Source:
= Listed buildings in Glassonby =

Glassonby is a civil parish in Westmorland and Furness, Cumbria, England. It contains 19 listed buildings that are recorded in the National Heritage List for England. Among these, two are listed at Grade II*, the middle of the three grades, and the others are at Grade II, the lowest grade. The parish contains the villages of Glassonby, Gamblesby, and Unthank, and the surrounding countryside. Most of the listed buildings are houses and associated structures, farmhouses and farm buildings. The other listed buildings include churches and associated structures, a former public house, and two milestones.

Stated exercise A:
Answer these questions using the text about listed buildings in Glassonby:
(i) How many listed buildings does the parish contain?
(ii) How many of them are listed at Grade II*?
(iii) What types of building make up most of the listed buildings?
Stated exercise B: Name every village that the text about listed buildings in Glassonby says the parish contains.
The data that comes next is separate material and has no connection to the text about Glassonby's listed buildings.

Region annotation data:
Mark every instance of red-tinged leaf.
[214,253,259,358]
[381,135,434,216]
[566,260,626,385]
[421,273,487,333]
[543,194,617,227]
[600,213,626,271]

* * *

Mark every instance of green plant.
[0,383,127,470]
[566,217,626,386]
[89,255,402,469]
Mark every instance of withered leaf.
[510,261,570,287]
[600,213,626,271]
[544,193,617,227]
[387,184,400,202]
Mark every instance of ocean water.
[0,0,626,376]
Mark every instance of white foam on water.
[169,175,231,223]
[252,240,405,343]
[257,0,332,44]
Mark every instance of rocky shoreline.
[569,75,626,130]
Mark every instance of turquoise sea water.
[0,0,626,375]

Task solution A:
(i) 19
(ii) Two
(iii) Houses and associated structures, farmhouses and farm buildings

Task solution B: Glassonby, Gamblesby, Unthank